What the exercise asks -> Search the entries below for the word "correct" and copy each line that has it.

Excerpts from a dataset:
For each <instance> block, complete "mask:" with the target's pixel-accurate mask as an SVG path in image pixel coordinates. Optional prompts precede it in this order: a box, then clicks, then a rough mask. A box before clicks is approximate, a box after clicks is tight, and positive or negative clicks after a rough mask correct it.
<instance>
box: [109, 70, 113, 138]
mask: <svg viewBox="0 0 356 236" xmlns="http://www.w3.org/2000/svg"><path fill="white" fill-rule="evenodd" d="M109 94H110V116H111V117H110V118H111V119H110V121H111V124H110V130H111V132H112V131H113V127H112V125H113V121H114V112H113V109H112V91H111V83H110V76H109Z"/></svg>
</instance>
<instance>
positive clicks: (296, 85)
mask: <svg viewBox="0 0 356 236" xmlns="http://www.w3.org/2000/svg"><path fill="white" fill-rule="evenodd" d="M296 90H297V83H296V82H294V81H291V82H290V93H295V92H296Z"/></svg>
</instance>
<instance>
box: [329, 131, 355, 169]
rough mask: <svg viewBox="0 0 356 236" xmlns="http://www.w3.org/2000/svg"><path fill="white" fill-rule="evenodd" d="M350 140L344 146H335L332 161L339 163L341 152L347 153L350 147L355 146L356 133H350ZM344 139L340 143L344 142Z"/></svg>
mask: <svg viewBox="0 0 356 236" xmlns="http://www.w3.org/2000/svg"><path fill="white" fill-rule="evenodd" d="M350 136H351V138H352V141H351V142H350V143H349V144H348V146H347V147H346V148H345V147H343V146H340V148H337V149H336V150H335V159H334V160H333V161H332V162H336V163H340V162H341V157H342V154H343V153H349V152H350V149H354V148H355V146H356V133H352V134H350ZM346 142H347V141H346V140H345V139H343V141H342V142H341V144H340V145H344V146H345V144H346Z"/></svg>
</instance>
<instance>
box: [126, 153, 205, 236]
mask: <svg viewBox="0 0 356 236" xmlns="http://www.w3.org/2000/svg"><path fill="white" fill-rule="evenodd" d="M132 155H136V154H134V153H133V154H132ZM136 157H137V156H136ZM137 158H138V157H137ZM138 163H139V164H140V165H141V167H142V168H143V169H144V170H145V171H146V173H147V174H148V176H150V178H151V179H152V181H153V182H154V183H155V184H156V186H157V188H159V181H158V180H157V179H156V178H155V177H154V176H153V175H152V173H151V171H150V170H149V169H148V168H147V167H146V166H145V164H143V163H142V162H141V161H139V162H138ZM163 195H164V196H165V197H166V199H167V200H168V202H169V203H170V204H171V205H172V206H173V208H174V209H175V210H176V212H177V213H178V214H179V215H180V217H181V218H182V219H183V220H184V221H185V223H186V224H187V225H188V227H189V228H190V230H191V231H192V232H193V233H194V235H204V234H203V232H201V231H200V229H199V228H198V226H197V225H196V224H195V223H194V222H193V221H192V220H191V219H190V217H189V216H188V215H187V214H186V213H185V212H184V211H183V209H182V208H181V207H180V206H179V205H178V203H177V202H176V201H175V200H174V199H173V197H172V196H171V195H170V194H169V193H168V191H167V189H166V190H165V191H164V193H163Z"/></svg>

==

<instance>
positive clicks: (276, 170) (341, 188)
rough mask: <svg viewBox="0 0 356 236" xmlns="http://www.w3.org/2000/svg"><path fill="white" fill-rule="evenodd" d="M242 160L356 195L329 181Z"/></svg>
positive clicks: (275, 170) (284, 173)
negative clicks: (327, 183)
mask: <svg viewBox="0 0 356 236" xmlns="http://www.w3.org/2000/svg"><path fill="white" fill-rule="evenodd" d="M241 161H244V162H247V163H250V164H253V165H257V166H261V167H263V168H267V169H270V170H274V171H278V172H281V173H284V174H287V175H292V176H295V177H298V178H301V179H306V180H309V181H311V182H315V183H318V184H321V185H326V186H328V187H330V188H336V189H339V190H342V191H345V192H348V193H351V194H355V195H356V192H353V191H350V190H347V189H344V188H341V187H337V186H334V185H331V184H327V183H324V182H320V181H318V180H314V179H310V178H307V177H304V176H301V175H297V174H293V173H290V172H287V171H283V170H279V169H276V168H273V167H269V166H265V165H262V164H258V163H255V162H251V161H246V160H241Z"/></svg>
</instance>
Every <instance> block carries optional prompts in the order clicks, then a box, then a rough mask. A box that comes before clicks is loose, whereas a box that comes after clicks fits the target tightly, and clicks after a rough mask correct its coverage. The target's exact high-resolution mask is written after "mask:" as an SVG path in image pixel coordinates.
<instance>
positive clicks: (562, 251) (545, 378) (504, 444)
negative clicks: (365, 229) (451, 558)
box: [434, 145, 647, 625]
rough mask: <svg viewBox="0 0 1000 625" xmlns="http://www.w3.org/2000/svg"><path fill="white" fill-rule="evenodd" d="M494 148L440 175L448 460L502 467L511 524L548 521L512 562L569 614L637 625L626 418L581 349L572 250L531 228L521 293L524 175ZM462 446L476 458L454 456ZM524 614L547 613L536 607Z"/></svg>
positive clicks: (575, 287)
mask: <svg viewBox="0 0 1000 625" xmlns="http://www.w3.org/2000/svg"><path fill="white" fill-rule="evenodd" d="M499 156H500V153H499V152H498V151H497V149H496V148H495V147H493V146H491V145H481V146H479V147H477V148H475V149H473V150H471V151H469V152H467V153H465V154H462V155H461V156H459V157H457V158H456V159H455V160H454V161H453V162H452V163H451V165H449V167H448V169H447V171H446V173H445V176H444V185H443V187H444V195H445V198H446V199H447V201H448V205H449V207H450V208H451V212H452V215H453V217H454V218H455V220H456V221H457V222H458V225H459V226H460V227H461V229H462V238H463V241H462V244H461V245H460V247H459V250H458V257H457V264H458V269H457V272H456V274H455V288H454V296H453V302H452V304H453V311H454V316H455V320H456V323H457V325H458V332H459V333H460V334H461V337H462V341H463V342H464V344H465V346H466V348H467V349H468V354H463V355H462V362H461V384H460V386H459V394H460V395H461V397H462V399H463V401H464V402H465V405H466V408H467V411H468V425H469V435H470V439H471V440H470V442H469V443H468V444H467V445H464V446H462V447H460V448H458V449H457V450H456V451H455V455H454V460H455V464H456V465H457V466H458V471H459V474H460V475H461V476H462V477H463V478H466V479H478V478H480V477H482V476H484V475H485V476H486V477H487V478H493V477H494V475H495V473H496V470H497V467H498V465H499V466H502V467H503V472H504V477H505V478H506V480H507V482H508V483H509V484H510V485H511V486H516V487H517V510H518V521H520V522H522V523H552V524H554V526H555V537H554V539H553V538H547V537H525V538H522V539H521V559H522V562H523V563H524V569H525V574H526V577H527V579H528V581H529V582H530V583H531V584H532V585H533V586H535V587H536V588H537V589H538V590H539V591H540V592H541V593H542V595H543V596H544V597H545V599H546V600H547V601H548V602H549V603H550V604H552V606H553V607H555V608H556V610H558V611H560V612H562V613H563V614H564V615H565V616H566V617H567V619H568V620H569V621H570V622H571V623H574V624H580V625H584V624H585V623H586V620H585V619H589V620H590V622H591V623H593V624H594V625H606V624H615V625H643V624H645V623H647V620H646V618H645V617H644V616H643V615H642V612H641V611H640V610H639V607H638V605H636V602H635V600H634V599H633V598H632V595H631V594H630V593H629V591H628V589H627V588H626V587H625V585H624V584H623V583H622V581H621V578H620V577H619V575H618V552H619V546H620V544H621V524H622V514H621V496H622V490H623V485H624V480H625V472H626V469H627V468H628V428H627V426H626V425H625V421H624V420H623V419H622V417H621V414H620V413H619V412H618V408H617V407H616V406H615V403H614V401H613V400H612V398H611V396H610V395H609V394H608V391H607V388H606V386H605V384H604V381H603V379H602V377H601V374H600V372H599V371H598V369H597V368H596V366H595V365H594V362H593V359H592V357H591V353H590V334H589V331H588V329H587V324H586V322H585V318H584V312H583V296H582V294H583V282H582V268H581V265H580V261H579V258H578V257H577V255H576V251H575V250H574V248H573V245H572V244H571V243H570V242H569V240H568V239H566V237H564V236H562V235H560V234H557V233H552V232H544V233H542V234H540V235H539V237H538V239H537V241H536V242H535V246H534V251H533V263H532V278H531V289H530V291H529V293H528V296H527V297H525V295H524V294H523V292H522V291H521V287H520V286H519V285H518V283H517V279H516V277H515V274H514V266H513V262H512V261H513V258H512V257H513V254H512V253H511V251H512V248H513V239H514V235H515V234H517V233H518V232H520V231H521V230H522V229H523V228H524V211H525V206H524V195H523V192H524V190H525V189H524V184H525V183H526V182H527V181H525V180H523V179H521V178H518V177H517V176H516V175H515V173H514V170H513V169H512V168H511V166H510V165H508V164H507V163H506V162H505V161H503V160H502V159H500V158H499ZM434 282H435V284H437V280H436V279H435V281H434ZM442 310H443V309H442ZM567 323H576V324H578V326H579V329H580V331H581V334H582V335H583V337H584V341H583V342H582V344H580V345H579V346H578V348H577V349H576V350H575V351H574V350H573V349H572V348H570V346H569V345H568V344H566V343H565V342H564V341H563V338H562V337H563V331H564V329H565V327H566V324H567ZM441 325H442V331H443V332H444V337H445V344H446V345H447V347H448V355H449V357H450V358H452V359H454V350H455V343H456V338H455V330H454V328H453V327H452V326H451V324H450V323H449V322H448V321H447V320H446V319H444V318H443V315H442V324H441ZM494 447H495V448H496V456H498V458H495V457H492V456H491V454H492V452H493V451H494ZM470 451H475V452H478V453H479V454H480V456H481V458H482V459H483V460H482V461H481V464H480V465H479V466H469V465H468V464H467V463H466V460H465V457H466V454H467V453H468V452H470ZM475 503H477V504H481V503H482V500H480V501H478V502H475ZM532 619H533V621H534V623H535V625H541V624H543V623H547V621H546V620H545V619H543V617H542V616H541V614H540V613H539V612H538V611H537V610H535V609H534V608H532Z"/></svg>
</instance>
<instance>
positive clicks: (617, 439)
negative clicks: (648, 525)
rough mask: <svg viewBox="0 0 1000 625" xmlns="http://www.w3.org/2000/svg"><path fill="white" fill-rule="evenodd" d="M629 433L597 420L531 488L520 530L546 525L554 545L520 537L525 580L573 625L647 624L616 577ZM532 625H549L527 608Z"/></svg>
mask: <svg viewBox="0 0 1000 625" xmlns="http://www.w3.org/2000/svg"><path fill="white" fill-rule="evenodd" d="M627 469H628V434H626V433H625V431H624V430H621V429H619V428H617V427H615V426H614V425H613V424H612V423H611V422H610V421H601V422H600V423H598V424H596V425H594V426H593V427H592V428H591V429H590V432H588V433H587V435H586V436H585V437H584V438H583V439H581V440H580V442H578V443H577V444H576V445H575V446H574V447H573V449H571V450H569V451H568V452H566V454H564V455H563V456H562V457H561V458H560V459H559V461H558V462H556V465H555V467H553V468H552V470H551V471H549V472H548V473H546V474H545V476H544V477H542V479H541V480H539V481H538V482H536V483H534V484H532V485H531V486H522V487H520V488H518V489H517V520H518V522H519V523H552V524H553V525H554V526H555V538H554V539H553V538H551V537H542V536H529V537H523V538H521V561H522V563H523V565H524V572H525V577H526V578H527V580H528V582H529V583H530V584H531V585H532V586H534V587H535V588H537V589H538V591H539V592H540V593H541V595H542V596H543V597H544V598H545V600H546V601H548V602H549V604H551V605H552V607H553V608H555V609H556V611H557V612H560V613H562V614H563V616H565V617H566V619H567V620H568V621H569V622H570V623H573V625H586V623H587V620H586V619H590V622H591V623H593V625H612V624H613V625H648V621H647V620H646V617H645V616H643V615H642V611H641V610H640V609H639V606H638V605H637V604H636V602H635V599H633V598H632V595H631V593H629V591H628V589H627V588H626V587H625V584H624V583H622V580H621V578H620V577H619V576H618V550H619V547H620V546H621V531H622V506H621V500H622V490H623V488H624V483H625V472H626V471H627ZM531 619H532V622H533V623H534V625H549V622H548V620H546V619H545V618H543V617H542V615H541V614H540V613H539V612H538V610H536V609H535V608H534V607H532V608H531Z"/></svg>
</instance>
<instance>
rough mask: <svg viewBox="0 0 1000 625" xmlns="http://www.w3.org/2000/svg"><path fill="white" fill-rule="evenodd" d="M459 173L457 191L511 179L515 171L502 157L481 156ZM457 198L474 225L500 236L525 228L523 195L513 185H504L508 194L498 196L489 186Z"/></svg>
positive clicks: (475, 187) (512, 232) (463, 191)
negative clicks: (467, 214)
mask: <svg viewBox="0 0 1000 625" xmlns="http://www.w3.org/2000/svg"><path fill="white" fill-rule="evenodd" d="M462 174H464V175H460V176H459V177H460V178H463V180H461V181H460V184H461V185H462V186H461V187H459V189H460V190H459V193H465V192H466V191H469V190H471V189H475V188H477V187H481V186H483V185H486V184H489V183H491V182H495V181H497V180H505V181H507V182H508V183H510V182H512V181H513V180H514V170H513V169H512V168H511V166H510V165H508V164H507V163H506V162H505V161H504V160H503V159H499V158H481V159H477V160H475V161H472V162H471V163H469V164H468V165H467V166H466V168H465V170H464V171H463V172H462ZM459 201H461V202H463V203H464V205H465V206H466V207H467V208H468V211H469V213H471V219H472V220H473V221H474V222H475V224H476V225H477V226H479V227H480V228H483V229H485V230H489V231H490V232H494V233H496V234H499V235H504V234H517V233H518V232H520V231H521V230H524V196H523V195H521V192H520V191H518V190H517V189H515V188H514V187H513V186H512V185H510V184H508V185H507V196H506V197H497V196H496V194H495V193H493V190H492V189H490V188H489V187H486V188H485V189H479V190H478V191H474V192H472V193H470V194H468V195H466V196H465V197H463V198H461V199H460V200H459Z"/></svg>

Result ->
For each <instance> block, complete "mask:" with the target's pixel-accurate mask as an SVG path in image pixel coordinates. Optional prompts precede it in this order: a box, then clicks, then a rough mask. A box before clicks is approximate, a box after clicks is tight, and positive or negative clicks after a rough mask correct it.
Every <instance> block carries optional prompts in the order clicks, then a box, then a rough mask. A box that comes before clicks is loose, whereas a box that comes after clicks fits the target tightly, and clicks after a rough mask correct its coverage. The target's exact high-resolution mask is written after "mask:" as an SVG path in image pixel coordinates.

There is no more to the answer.